Please return all the records exactly, with nothing left out.
--- Data extracts Enclosed Below ---
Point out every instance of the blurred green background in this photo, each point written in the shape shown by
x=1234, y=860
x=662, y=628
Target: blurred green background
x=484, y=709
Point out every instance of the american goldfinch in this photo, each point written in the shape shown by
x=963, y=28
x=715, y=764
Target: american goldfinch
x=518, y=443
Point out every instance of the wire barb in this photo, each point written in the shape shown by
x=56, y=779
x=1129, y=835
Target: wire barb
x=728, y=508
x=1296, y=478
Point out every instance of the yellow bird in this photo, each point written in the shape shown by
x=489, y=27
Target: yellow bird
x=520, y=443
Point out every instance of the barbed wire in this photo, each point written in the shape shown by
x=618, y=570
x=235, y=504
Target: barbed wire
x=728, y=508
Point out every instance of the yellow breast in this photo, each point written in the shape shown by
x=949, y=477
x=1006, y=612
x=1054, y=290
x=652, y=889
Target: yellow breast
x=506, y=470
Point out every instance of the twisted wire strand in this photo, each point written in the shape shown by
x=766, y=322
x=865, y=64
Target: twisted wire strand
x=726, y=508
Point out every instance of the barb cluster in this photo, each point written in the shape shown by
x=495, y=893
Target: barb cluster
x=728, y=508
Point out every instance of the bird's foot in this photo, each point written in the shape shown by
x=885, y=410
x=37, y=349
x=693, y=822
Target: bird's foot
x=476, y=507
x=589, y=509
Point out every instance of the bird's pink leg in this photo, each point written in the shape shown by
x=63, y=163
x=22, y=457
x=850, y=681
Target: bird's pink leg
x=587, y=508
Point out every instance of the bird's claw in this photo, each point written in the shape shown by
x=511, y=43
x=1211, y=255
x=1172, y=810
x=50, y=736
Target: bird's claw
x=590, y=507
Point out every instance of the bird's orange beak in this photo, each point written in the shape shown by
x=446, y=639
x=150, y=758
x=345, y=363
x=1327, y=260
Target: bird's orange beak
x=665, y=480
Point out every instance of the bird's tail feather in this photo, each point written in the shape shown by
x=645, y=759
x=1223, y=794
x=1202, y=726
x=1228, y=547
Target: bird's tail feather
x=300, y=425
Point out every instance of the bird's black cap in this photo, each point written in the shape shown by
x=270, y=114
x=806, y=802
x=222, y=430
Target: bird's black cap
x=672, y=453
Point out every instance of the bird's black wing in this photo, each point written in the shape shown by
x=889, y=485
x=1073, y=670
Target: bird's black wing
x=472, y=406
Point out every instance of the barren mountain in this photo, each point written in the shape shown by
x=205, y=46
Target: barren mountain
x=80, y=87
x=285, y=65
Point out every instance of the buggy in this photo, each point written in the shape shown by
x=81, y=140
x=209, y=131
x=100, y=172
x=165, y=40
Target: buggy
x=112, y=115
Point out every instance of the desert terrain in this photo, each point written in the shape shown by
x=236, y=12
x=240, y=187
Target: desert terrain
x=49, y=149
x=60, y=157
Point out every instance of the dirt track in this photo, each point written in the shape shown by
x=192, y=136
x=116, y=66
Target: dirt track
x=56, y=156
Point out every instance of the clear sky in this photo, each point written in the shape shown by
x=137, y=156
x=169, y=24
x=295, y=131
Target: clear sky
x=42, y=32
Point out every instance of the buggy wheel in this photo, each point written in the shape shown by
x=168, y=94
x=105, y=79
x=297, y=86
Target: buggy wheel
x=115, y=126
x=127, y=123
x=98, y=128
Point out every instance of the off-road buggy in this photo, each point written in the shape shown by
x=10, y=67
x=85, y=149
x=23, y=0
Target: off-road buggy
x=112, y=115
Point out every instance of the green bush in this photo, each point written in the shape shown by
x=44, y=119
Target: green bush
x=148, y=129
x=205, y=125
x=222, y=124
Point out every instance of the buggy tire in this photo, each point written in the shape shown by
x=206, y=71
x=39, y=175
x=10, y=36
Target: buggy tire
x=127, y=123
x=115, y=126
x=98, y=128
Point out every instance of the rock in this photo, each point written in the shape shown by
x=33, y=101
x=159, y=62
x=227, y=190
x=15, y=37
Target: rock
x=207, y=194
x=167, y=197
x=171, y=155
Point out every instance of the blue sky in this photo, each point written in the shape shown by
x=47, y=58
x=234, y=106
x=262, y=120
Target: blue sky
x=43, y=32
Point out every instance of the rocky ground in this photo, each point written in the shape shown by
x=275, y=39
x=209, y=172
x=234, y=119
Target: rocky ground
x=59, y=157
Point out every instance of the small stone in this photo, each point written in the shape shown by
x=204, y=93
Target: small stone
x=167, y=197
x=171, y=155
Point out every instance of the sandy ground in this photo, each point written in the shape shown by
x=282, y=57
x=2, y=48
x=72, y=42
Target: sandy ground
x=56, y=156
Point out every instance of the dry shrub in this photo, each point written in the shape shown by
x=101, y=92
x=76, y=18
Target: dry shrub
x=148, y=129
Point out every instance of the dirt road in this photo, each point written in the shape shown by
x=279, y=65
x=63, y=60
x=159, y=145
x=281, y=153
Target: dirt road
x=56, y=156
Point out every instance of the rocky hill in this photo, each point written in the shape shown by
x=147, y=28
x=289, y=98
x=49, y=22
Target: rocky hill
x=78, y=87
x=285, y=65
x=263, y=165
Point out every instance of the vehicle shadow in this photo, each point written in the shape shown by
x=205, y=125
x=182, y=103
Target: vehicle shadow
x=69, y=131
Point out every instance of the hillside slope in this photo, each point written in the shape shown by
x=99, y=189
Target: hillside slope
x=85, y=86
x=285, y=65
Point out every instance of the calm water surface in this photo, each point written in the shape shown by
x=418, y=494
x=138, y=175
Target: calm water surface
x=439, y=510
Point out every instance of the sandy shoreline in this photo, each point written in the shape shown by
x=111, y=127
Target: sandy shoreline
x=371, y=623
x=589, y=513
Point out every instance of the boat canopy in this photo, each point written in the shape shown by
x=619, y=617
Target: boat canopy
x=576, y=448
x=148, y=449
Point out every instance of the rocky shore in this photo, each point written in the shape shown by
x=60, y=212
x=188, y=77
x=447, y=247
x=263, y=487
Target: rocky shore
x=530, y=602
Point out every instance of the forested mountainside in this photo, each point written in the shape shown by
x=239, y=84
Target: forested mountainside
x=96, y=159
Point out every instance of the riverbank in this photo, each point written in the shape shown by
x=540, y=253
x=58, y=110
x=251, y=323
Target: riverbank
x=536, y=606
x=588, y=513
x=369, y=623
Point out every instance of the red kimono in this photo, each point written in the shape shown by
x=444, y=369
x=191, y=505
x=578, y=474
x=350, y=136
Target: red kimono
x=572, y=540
--- End of Enclosed Data extracts ---
=== Solution to this problem ===
Point out every instance of the blurred green background in this photo, each point written in the shape shown by
x=1234, y=860
x=662, y=628
Target: blurred green background
x=484, y=709
Point out every instance of the american goldfinch in this photo, each point written in the shape shown by
x=963, y=28
x=715, y=764
Target: american goldfinch
x=518, y=443
Point out every instance of the wire barb in this photo, each point written in the shape shown by
x=56, y=779
x=1129, y=835
Target: wire barb
x=728, y=508
x=1296, y=478
Point out every instance of the yellow bird in this photo, each point written in the shape shown by
x=489, y=27
Target: yellow bird
x=520, y=443
Point out every instance of the barbed wire in this photo, each point written in the shape shown by
x=618, y=570
x=235, y=504
Target: barbed wire
x=728, y=508
Point out every instance of the yellow breast in this photo, each point written in the shape shown by
x=949, y=477
x=1006, y=612
x=1054, y=290
x=652, y=889
Target: yellow breast
x=506, y=470
Point out every instance of the twisted wire strand in this photo, each point written in the shape shown by
x=766, y=322
x=865, y=64
Target: twisted wire strand
x=726, y=508
Point out every instance of the barb cluster in this photo, each point written in the shape shown by
x=495, y=893
Target: barb cluster
x=728, y=508
Point out every instance of the bird's foot in this photo, each point written in the shape shown by
x=885, y=410
x=37, y=349
x=693, y=822
Target: bird's foot
x=476, y=507
x=589, y=509
Point out every instance of the bird's pink leg in this photo, each point written in the shape shown by
x=63, y=163
x=22, y=457
x=850, y=681
Target: bird's pink leg
x=587, y=508
Point out every instance of the bird's claw in this photo, each point written in the shape shown by
x=511, y=43
x=1211, y=255
x=1172, y=810
x=50, y=736
Target: bird's claw
x=590, y=507
Point out every instance of the bird's orange beak in this photo, each point written in the shape shown by
x=446, y=639
x=150, y=758
x=345, y=363
x=1327, y=260
Target: bird's orange beak
x=665, y=480
Point out every instance of the bird's tail feather in this photo, each point written in the shape shown by
x=645, y=759
x=1223, y=794
x=1202, y=726
x=1228, y=547
Target: bird's tail feather
x=300, y=425
Point out every instance of the bird's black cap in this photo, each point written in the shape shown by
x=270, y=114
x=806, y=802
x=222, y=430
Target: bird's black cap
x=672, y=453
Point out every instance of the bird's black wing in this photo, each point written in the shape shown by
x=889, y=485
x=1073, y=670
Target: bird's black wing
x=472, y=406
Point out every instance of the barren mountain in this photo, each point written in the shape shown by
x=205, y=46
Target: barren mountain
x=80, y=87
x=285, y=65
Point out every instance of the buggy in this photo, each point written in the shape shown by
x=81, y=140
x=209, y=131
x=100, y=172
x=165, y=40
Target: buggy
x=112, y=115
Point out every instance of the desert terrain in this photo, each point written in the shape shown by
x=236, y=12
x=240, y=187
Target: desert terrain
x=49, y=149
x=60, y=157
Point out every instance of the dirt track in this photo, each point written in the shape shown by
x=192, y=136
x=116, y=66
Target: dirt track
x=56, y=156
Point out every instance of the clear sky in this photo, each point written in the shape shown by
x=137, y=156
x=169, y=24
x=295, y=131
Target: clear sky
x=42, y=32
Point out every instance of the buggy wheel in this photo, each point written in the shape shown by
x=168, y=94
x=105, y=79
x=297, y=86
Target: buggy wheel
x=115, y=126
x=127, y=123
x=98, y=128
Point out every instance of the off-road buggy in this photo, each point written in the shape shown by
x=10, y=67
x=85, y=149
x=23, y=0
Target: off-road buggy
x=112, y=115
Point out every instance of the green bush in this photo, each point written in the shape shown by
x=44, y=119
Target: green bush
x=148, y=129
x=205, y=125
x=222, y=124
Point out every instance of the buggy tire in this photo, each point written in the shape shown by
x=206, y=71
x=39, y=175
x=10, y=36
Target: buggy tire
x=127, y=123
x=115, y=126
x=98, y=128
Point out every instance of the rock in this photo, each point written in the shape shown by
x=33, y=101
x=159, y=62
x=227, y=190
x=15, y=37
Target: rock
x=207, y=194
x=167, y=197
x=171, y=155
Point out every instance of the blue sky in this photo, each point written in the shape shown by
x=47, y=58
x=234, y=106
x=262, y=120
Target: blue sky
x=43, y=32
Point out every instance of the rocky ground in this photo, each point written in the shape shown by
x=275, y=39
x=209, y=172
x=234, y=119
Target: rocky ground
x=59, y=157
Point out every instance of the small stone in this photo, each point written in the shape shown by
x=204, y=93
Target: small stone
x=167, y=197
x=171, y=155
Point out every instance of the sandy ground in this photo, each point written in the shape shown by
x=282, y=57
x=2, y=48
x=72, y=42
Target: sandy ground
x=56, y=156
Point out every instance of the dry shrub in this photo, each point written in the shape shown by
x=101, y=92
x=76, y=18
Target: dry shrub
x=148, y=129
Point out every instance of the dirt road in this photo, each point written in the shape shown by
x=279, y=65
x=63, y=60
x=159, y=145
x=281, y=153
Target: dirt road
x=56, y=156
Point out every instance of the rocky hill in this photo, each point written in the shape shown by
x=147, y=28
x=289, y=98
x=49, y=22
Target: rocky hill
x=78, y=87
x=285, y=65
x=263, y=165
Point out every instance of the vehicle shadow in this photo, each point written in the shape shown by
x=205, y=125
x=182, y=103
Target: vehicle shadow
x=69, y=131
Point out every instance of the hillside slope in this photo, each point written in the shape shown by
x=99, y=189
Target: hillside slope
x=85, y=86
x=285, y=65
Point out every instance of the calm water surface in this photo, each point written in the shape shown by
x=418, y=494
x=138, y=175
Target: calm water surface
x=439, y=510
Point out every instance of the sandy shoreline in this photo, each point written in the shape shown by
x=111, y=127
Target: sandy shoreline
x=371, y=623
x=589, y=513
Point out every instance of the boat canopy in this photo, each point written in the shape shown by
x=619, y=617
Target: boat canopy
x=576, y=448
x=148, y=449
Point out every instance of the rocky shore in this photo, each point written in the shape shown by
x=60, y=212
x=188, y=77
x=447, y=247
x=263, y=487
Target: rocky shore
x=530, y=602
Point out every instance of the forested mountainside in this photo, each point written in the shape shown by
x=239, y=84
Target: forested mountainside
x=96, y=159
Point out every instance of the riverbank in this photo, each point written in the shape shown by
x=540, y=253
x=58, y=110
x=251, y=323
Target: riverbank
x=536, y=606
x=588, y=513
x=369, y=623
Point out every instance of the red kimono in this photo, each point written in the shape shown by
x=444, y=369
x=191, y=505
x=578, y=474
x=350, y=136
Target: red kimono
x=572, y=540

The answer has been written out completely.